Please write out exactly the lines from the one with "Target: arched window" through the end of the data below, both ends included, and omit any pictures.

_MATERIAL FOR THIS EXERCISE_:
'''
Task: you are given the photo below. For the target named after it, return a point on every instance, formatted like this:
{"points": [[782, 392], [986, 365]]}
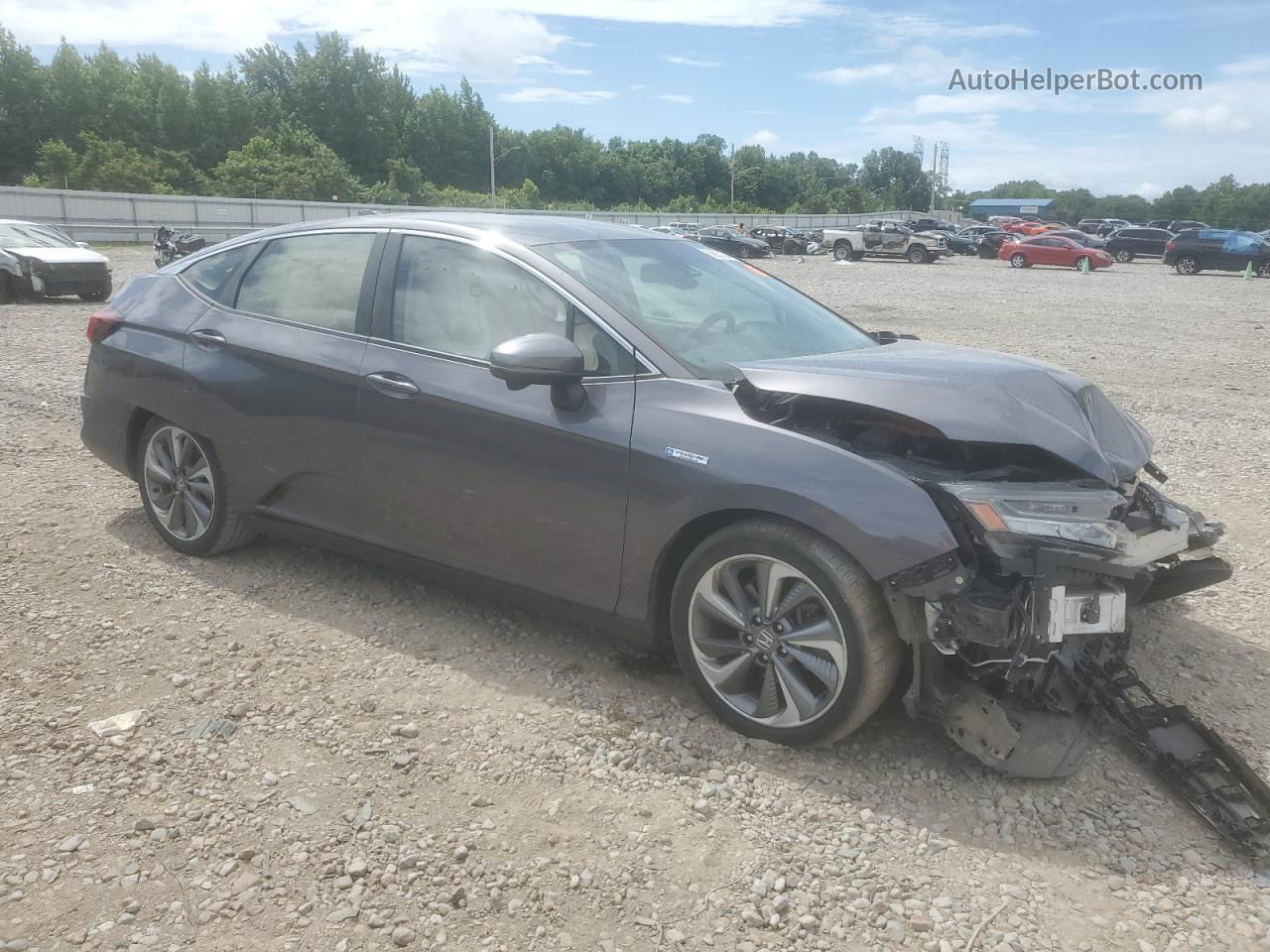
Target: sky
{"points": [[792, 75]]}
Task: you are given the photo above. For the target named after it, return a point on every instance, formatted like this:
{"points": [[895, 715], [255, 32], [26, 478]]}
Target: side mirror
{"points": [[543, 358]]}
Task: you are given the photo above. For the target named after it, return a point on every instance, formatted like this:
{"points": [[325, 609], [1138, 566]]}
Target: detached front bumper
{"points": [[997, 626]]}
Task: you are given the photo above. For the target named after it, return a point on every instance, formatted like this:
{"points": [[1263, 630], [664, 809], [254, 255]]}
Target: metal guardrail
{"points": [[112, 216]]}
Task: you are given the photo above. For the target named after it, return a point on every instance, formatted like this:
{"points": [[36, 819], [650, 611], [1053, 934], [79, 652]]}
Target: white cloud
{"points": [[550, 66], [481, 39], [686, 61], [847, 75], [550, 94]]}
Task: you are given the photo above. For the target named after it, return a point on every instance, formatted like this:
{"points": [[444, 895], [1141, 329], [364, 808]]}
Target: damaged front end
{"points": [[1019, 636]]}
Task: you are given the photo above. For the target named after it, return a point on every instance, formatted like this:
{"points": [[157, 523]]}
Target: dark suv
{"points": [[1218, 250], [663, 442]]}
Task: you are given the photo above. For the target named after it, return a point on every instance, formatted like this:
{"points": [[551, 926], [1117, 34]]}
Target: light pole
{"points": [[493, 162]]}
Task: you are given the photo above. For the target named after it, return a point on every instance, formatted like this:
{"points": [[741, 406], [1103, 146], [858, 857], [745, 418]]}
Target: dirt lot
{"points": [[414, 769]]}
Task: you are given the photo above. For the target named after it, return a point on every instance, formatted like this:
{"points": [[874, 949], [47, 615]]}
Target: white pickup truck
{"points": [[885, 239]]}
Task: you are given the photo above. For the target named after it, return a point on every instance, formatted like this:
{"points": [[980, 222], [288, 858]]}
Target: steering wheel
{"points": [[725, 316]]}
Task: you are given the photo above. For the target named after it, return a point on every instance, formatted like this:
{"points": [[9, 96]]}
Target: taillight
{"points": [[102, 324]]}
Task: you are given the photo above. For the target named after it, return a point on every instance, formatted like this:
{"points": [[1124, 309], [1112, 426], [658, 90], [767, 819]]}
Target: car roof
{"points": [[520, 229]]}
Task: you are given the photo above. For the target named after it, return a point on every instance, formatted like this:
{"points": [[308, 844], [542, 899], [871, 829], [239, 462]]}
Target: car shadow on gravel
{"points": [[901, 769]]}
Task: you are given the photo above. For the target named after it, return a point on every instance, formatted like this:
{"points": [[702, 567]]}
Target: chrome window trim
{"points": [[486, 245]]}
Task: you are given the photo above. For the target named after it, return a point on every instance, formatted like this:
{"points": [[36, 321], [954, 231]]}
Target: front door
{"points": [[276, 368], [462, 471]]}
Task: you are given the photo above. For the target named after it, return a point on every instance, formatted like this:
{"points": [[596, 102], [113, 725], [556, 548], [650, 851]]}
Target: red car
{"points": [[1051, 249]]}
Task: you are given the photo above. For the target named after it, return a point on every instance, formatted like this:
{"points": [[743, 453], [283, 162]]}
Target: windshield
{"points": [[706, 308], [33, 236]]}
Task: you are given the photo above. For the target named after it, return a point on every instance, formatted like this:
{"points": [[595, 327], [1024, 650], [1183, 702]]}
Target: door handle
{"points": [[208, 339], [393, 385]]}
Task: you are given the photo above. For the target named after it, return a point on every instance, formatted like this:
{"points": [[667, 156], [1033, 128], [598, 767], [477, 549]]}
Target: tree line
{"points": [[335, 122]]}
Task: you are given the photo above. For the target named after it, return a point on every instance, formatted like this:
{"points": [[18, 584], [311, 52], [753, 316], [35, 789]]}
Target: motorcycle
{"points": [[171, 246]]}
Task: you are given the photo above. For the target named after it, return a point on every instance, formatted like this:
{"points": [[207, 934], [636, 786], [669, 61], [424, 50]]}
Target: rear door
{"points": [[276, 368], [462, 471]]}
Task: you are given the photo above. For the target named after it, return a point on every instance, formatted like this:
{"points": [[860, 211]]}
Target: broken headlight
{"points": [[1080, 517]]}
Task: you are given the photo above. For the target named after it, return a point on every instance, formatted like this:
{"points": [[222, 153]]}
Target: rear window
{"points": [[213, 276]]}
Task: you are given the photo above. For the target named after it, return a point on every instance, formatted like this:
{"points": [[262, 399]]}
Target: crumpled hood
{"points": [[978, 397], [59, 255]]}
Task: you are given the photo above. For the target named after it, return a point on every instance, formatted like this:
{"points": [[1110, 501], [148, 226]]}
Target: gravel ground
{"points": [[413, 769]]}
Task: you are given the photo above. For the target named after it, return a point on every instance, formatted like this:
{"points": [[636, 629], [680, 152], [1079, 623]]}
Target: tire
{"points": [[96, 296], [204, 490], [839, 602]]}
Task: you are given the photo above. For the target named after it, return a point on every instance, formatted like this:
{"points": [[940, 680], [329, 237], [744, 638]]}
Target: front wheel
{"points": [[183, 492], [781, 634]]}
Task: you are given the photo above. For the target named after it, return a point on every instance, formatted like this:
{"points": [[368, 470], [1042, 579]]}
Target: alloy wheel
{"points": [[767, 640], [178, 484]]}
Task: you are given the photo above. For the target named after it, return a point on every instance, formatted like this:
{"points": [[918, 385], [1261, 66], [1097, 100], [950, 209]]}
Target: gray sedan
{"points": [[659, 440]]}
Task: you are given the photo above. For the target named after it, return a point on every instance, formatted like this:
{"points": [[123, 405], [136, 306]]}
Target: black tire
{"points": [[873, 649], [225, 530], [96, 296]]}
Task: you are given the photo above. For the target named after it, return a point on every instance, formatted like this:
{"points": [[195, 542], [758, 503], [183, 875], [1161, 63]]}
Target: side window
{"points": [[314, 280], [458, 299], [214, 276]]}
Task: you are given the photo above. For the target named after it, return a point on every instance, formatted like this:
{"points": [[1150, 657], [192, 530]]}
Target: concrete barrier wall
{"points": [[109, 216]]}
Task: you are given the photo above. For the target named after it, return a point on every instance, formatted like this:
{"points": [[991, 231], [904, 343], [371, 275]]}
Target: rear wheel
{"points": [[183, 492], [781, 634]]}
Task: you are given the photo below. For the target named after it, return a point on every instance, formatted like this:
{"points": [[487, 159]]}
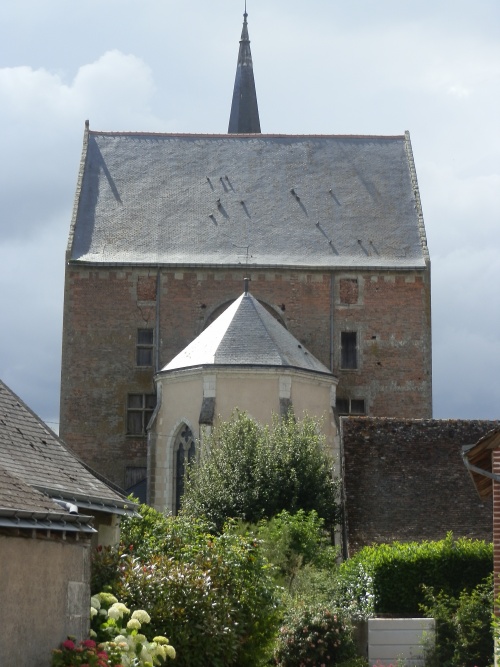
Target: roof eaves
{"points": [[54, 521], [107, 505], [76, 202], [258, 137], [418, 201]]}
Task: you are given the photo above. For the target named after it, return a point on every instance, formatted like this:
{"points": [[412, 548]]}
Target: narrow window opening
{"points": [[348, 350], [184, 454], [140, 409], [144, 348]]}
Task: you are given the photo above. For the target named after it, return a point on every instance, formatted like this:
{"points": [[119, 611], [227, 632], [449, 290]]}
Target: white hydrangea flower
{"points": [[141, 615], [134, 624], [114, 613], [117, 610], [160, 640]]}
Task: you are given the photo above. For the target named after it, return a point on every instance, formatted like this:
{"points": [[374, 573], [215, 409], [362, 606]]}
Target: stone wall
{"points": [[405, 480], [104, 308], [45, 596]]}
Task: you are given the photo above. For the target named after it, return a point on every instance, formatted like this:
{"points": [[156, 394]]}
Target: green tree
{"points": [[253, 471], [213, 596]]}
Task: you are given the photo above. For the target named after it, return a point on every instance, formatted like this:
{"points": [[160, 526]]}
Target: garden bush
{"points": [[388, 578], [252, 471], [464, 632], [214, 593], [292, 542], [313, 634]]}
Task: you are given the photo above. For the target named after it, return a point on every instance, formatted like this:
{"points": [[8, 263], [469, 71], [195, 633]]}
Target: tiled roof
{"points": [[256, 200], [31, 453], [245, 334]]}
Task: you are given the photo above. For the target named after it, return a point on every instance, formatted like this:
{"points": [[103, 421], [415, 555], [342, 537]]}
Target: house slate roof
{"points": [[33, 455], [317, 202], [21, 506], [246, 334]]}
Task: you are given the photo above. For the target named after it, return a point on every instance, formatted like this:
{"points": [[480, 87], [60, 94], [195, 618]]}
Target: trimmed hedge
{"points": [[388, 578]]}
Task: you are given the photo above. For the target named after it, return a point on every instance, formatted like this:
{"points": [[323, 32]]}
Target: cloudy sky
{"points": [[325, 67]]}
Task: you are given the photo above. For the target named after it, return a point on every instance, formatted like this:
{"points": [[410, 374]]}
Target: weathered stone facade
{"points": [[405, 480], [105, 307]]}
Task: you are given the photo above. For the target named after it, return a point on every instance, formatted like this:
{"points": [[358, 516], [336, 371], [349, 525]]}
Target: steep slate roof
{"points": [[21, 506], [244, 117], [32, 454], [245, 334], [257, 200]]}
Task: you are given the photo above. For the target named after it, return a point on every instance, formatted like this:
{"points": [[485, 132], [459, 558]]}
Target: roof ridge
{"points": [[242, 135]]}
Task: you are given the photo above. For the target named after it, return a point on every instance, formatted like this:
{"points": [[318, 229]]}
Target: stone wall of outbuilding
{"points": [[405, 480], [44, 596]]}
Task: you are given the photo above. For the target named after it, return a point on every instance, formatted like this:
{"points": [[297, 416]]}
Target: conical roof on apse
{"points": [[246, 334]]}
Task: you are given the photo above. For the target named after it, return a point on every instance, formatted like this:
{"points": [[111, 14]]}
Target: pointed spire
{"points": [[244, 118]]}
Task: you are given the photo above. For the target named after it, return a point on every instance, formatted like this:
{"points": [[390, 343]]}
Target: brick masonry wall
{"points": [[104, 307], [405, 480]]}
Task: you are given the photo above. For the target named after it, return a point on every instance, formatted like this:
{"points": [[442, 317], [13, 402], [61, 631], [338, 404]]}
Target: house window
{"points": [[184, 453], [139, 411], [348, 350], [144, 348], [350, 406]]}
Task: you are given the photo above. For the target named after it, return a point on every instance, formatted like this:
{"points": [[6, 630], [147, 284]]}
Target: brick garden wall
{"points": [[405, 480]]}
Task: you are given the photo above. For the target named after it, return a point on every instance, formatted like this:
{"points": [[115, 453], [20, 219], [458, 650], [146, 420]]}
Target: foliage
{"points": [[86, 653], [464, 635], [311, 634], [253, 471], [388, 578], [124, 641], [210, 591], [294, 541]]}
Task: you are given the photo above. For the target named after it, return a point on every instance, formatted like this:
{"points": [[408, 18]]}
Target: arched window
{"points": [[184, 453]]}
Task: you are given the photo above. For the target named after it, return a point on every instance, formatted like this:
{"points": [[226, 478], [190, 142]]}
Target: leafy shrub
{"points": [[312, 634], [464, 634], [214, 593], [292, 542], [252, 471], [388, 578], [85, 653]]}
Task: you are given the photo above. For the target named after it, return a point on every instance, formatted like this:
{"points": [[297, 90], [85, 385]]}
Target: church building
{"points": [[329, 231]]}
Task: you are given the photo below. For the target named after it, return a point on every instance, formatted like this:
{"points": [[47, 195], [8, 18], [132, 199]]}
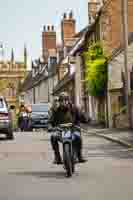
'''
_WRITTEN ANSWER_:
Target: arched window
{"points": [[184, 453]]}
Task: you are given the photo above. For the target named after it, return a point on every instance, formatted like this:
{"points": [[226, 478], [190, 142]]}
Target: leafy shrub
{"points": [[312, 634], [464, 634], [214, 593], [292, 542], [252, 471], [388, 578], [85, 653]]}
Task: you are given the photo above. For the target named after it, return a point on every instance, formatted like this:
{"points": [[297, 90], [85, 385]]}
Target: church building
{"points": [[329, 231]]}
Task: you are given the photo below. For the target named after it, return a point on every instance, formatted like this:
{"points": [[47, 195], [8, 18], [132, 199]]}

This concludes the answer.